***** Texte choisi *****

La veillée des lames / Par Hamidou ANNE

Le Quotidien – Tabaski 2022. Je me rappelle l’excitation qui me gagnait à la veille de cette fête phare du calendrier musulman. Quand j’étais enfant, à Pikine, la Tabaski était une sorte de pause pour toutes ces familles qui castagnent avec un quotidien âpre. Tout était urgent pour ces milliers de familles recluses derrière l’autoroute, coincées entre l’exigence de la dignité et le besoin de crier la souffrance que secrète le manque.

Le petit garçon que j’étais appréciait la Tabaski plus que toute autre fête. C’était un moment agréable, le meilleur de tous, celui d’une joie indescriptible. Chaque année, nous sacrifiions à un cérémonial millimétré. Je passais une partie de la nuit fiévreuse d’avant à admirer notre bélier, le comparant à ceux du quartier, notamment à celui de la famille seerer, nos voisins d’en face. Au réveil, l’excitation était à son comble. Le boubou. La mosquée. Puis le rite du sacrifice du mouton.

***** Données fournies *****

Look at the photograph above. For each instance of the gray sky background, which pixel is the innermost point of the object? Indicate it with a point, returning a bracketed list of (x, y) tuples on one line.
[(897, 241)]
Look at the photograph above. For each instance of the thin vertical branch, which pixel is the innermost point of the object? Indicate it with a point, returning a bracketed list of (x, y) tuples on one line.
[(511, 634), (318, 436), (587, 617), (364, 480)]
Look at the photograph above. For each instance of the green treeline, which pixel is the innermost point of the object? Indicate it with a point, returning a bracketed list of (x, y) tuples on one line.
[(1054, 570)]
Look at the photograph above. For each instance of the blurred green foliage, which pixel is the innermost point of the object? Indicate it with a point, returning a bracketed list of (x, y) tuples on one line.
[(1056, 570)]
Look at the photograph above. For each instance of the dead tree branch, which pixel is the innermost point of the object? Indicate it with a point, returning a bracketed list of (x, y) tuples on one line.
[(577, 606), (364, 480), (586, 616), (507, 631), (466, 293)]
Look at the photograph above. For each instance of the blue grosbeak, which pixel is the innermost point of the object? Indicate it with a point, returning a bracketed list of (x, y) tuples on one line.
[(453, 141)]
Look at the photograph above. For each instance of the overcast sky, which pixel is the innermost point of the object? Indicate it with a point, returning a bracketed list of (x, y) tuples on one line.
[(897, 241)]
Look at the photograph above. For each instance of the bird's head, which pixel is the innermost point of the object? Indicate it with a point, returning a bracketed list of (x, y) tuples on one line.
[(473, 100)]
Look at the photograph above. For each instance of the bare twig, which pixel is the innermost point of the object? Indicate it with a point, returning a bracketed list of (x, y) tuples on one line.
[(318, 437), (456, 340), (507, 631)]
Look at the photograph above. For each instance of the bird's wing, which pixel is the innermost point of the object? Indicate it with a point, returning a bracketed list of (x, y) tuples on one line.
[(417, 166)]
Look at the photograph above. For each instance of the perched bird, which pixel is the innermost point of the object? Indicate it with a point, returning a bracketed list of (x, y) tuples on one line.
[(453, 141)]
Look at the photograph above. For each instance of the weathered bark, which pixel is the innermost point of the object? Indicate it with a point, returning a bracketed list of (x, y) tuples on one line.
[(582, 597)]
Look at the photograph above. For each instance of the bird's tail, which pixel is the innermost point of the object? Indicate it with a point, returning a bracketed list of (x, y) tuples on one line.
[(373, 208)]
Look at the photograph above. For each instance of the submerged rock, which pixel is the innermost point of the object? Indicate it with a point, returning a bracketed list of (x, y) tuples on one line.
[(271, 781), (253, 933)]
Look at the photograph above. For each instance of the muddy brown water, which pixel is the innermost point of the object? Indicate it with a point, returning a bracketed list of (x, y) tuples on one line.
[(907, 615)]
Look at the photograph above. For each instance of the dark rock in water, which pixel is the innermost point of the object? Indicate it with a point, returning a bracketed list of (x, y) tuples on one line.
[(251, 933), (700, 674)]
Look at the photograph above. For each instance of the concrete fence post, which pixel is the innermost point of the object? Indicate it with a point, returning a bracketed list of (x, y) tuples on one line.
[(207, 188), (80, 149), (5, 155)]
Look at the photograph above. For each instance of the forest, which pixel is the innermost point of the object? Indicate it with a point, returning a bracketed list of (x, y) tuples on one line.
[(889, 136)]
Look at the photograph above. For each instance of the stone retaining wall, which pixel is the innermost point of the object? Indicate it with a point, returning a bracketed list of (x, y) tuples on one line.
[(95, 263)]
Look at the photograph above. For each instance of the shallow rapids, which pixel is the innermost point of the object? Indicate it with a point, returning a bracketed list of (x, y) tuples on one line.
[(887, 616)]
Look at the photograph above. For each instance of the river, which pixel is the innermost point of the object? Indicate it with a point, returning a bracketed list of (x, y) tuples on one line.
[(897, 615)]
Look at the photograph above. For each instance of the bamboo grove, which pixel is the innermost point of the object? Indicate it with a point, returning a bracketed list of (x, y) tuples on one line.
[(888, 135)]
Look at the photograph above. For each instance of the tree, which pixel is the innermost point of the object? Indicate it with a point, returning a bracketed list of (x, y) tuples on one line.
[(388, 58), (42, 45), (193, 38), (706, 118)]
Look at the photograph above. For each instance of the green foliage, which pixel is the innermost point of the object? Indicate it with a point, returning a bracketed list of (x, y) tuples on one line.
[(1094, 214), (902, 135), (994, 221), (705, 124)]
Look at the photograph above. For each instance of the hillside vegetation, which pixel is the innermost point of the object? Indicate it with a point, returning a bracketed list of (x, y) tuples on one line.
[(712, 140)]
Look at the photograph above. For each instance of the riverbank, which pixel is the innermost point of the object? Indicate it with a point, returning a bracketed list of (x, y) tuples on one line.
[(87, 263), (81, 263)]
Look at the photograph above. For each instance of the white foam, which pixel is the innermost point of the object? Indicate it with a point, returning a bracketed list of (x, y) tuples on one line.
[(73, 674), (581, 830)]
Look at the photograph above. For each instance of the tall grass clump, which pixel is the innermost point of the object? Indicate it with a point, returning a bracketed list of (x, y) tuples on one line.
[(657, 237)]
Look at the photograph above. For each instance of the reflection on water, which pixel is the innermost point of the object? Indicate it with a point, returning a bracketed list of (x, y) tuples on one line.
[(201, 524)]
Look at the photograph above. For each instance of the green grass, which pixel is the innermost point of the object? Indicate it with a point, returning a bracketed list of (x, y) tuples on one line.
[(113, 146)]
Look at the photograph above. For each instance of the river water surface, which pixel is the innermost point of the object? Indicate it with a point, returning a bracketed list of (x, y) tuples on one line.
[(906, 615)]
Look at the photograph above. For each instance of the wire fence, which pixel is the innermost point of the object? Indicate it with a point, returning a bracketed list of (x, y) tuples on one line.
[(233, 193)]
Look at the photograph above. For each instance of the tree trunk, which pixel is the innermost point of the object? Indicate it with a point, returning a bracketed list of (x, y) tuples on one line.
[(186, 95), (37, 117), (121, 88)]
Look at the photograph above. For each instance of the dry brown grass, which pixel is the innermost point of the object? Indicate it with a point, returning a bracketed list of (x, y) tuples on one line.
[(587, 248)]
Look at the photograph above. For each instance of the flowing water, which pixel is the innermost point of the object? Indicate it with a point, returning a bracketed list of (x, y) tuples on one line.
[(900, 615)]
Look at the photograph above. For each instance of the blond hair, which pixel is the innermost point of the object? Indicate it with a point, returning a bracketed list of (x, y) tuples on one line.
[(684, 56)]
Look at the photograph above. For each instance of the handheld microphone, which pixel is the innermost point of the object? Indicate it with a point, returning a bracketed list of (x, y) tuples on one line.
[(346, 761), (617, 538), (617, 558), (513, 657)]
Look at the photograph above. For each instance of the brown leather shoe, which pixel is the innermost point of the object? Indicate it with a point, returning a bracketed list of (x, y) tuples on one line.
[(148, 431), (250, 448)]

*****

Énoncé 1: Dans le texte sur la Tabaski, relevez les éléments énumérés juste après la phrase « Au réveil, l'excitation était à son comble. »
Énoncé 2: Mettez à l'échelle les lignes de données, depuis celle qui contient « the tree, which » jusqu'à celle qui contient « [(87, 263), (81, 263)] », toutes deux comprises. Recopiez-les intégralement, consignes incluses, en multipliant par 1,7 chaque coordonnée des réponses et en arrondissant à l'entier le plus proche, les demis vers le haut.

Corrigé détaillé 1: Le boubou, la mosquée et le rite du sacrifice du mouton.

Corrigé détaillé 2:
Look at the photograph above. For each instance of the tree, which pixel is the innermost point of the object? Indicate it with a point, returning a bracketed list of (x, y) tuples on one line.
[(660, 99), (71, 77), (328, 65), (1200, 201)]
Look at the photograph above. For each instance of the green foliage, which pixel is the innermost point of the object? Indicate it with a point, returning a bracketed list of (x, y) tuples on one line.
[(1860, 364), (1533, 230), (1690, 376), (1199, 211)]
Look at the photograph above. For each instance of the hillside vegetation, which pixel is the innermost point of the object? Indicate it with a point, returning a bracketed list of (x, y) tuples on one line.
[(1210, 238)]
Look at the photograph above. For each instance of the riverbank, which pixel is the innermost point of the object? Indicate it with a point, returning a bracketed list of (x, y) tuples on one line.
[(148, 447), (138, 447)]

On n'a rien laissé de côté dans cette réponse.